**Your tasks:**
• A. Rewrite the paragraph beginning "Note that wheels are always SLS Nylon" in the forum thread below as a short bulleted list that keeps its main facts.
• B. Count the lines in the rows below that contain the word "forest", and give only that number.

I have used Facfox, they are more cost effective and ship faster. Facfox can cut, print, fold, bend, cnc and cast in a wide of materials. i.materialise is another printing group that I'll be trying shortly.

Have a look and compare, speak to others that have used the services and compare notes. Work within the limits of your own skills (I'm always improving mine), the limits of programs and the limits of manufacturing. The scene is improving at a rate of knots and the results are getting a higher standard all the time - for all scales.

Also try your local area for Makerlabs / Fablabs - it's free or very very low cost and a good way to use the technology while developing your railway.


----------



## Victorian (Mar 1, 2020)

I thought you might be interested in my experience as a data point. I build models in G1 and occasionally G3 of early prototypes that, mostly, haven't been modelled before using contemporary sources. I use SLS Nylon and the models are built in one piece, apart from moving parts and details. The nylon material is extremely robust and suitable for complete boiler, frame, footplate and chimney as a single component with 1mm wall thickness - like an eggshell, but very strong. 

One reason for the one piece technique is that nylon doesn't take glue! These are working models, frequently run at shows (remember those?) and have survived numerous escape attempts involving diving to the floor, ety.. One even had a full size lifebelt (don't ask how this happened!) fall on it with modest damage, where a traditional brass model would have been stove in.

The limiting factor with these models is surface finish, which in SLS nylon is a granulation similar to 200 grit glass paper. However, this does fill with multiple thin aerosol coats (the aerosol car paint takes very well to the slightly porous texture of the nylon) and is acceptable for surfaces like smokeboxes. For high quality finishes I use photo paper and now ink jet printed vinyl which conveniently takes care of lining and lettering in many cases.

Note that wheels are always SLS Nylon with no issues of eccentricity and adequate strength, even with very early prototypes. All the models are tender drive to leave the locomotive free for working motion, all made in Nylon with a ruling thickness again of 1mm, and all use a low voltage helical drive powered by a single cell phone battery. The only metal components are carrying axles which are too flimsy at 1/8" diameter, although crank axles are always printed.

The oldest models are approaching 10 yrs and show no sign of 'creep', distortion, or material degradation. Left unpainted, the material does yellow over a number of years, which may suggest chemical changes and embrittlement, but so far no deterioration in mechanical properties has been noted. I built these models to outlast me (!).

SLS is not yet a home printing technology and so most of the models are printed by Shapeways. Other printing houses offer SLS but tend to go quiet when they see the size and complexity of the models. This is an expensive way to produce a model locomotive, although overall, and accepting the surface finish issues, ends up at a price point not too different to other types of kit. For me, it was the only way to get a significant roster of largely forgotten and rarely modelled mid-Victorian prototypes.

Hope that's of interest and best regards, David Viewing

PS I couldn't work out how to embed pics in this forum. If someone can help me out with this, I'll be happy to illustrate the above! I have been able to attach an image showing a brace of 'Sharpies' in 10mm scale G1: 'Odin' is a model of the Danish Railway Museum's brand new operating replica, and 'Sphynx' (apparently in icing sugar, but actually nylon) is built from an original drawing (in exquisite detail) in DK Clark's 'Railway Machinery', published 1855.

**Data section:**
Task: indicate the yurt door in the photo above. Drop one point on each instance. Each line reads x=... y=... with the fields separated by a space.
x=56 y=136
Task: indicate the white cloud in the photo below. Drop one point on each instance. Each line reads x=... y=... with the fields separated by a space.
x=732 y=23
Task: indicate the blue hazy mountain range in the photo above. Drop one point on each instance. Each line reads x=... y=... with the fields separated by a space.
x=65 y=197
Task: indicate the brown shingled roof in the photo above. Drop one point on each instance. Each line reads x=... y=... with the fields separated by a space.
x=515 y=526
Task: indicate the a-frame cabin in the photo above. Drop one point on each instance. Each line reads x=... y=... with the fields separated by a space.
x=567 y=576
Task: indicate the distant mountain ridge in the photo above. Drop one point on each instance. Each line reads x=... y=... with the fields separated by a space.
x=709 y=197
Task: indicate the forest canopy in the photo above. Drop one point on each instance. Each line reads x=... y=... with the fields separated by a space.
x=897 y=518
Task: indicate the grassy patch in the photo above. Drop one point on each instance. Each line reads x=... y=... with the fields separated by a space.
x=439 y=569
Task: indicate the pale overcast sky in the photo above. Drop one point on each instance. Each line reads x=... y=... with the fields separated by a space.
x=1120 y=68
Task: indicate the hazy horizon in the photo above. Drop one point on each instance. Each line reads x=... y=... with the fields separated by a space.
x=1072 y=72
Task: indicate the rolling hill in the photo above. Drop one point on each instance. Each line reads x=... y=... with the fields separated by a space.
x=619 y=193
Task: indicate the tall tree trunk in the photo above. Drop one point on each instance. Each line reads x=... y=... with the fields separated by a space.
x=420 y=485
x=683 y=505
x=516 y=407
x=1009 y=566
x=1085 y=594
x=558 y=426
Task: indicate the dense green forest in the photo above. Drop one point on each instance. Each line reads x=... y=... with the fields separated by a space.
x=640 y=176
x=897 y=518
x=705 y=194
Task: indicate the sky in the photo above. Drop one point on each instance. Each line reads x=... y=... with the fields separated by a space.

**Responses for each task:**
• A.
- Wheels are always SLS Nylon, with no eccentricity problems and adequate strength, even on very early prototypes.
- All the models are tender drive, which leaves the locomotive free for working motion.
- All are made in nylon with a ruling thickness of 1mm.
- All use a low voltage helical drive powered by a single cell phone battery.
- The only metal parts are the carrying axles, which are too flimsy at 1/8" diameter. Crank axles are always printed.

• B. 2